▸ **INSTRUCTIONS TO FOLLOW**: Extract each line holding the word "stain" from the entries.
--------
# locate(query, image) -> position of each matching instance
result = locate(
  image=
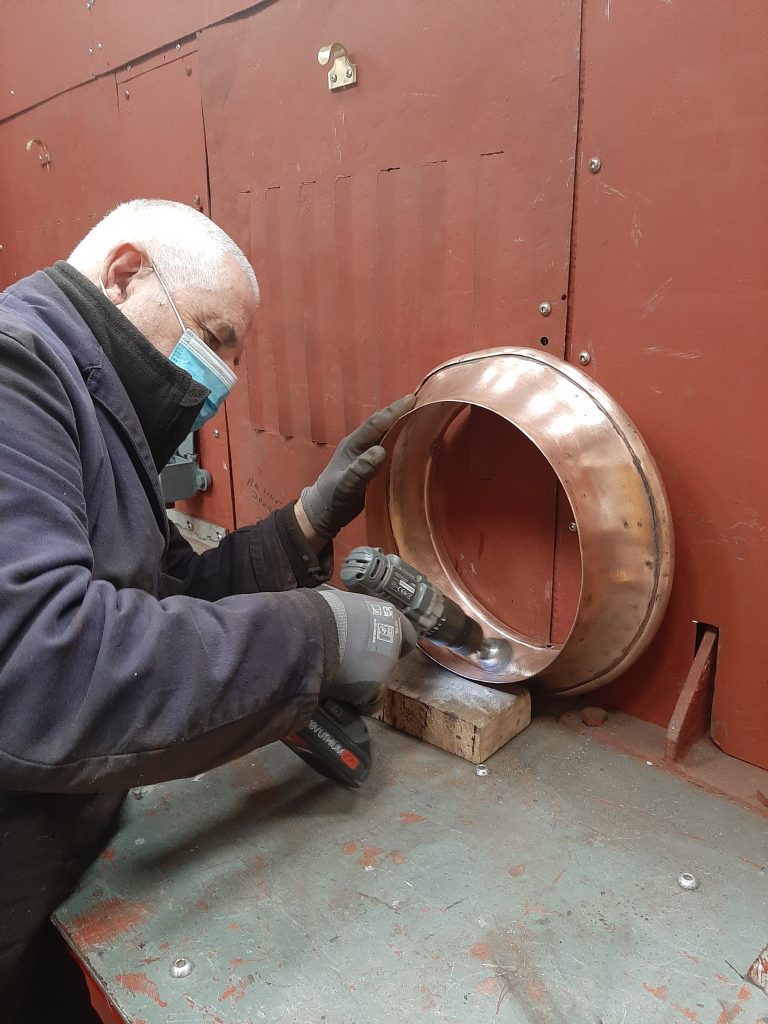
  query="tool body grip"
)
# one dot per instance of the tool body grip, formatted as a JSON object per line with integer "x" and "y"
{"x": 335, "y": 743}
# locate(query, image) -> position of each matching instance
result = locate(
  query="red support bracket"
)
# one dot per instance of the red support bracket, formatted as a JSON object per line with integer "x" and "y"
{"x": 690, "y": 720}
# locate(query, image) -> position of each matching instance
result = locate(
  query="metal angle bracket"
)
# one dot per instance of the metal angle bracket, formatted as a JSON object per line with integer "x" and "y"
{"x": 342, "y": 72}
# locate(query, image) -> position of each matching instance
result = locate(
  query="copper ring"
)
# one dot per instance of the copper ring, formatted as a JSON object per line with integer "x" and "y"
{"x": 609, "y": 477}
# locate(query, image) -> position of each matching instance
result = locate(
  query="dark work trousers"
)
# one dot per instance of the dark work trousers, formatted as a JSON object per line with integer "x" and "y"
{"x": 39, "y": 866}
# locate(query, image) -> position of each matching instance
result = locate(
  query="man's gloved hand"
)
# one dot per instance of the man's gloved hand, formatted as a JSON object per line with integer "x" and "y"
{"x": 339, "y": 494}
{"x": 373, "y": 635}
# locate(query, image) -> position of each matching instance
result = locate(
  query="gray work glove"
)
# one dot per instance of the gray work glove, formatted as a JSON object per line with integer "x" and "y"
{"x": 339, "y": 494}
{"x": 373, "y": 635}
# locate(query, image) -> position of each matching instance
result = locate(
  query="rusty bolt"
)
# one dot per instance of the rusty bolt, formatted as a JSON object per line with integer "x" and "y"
{"x": 594, "y": 717}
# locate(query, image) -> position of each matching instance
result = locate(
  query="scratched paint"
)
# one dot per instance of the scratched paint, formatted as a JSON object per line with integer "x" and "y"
{"x": 139, "y": 984}
{"x": 101, "y": 924}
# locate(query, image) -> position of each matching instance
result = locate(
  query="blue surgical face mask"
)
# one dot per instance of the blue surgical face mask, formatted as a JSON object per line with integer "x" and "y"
{"x": 192, "y": 354}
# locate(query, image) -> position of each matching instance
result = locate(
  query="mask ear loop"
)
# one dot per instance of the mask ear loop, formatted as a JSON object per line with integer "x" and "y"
{"x": 168, "y": 296}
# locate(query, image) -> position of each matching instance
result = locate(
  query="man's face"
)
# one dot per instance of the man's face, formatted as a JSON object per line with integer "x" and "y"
{"x": 221, "y": 317}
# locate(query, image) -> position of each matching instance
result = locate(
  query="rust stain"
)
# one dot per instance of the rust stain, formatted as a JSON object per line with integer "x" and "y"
--------
▸ **RESPONSE TO THE EXERCISE**:
  query="rust stain"
# one dot per instance of the rust stain, formatted as a JSON object per line with integer "x" and "y"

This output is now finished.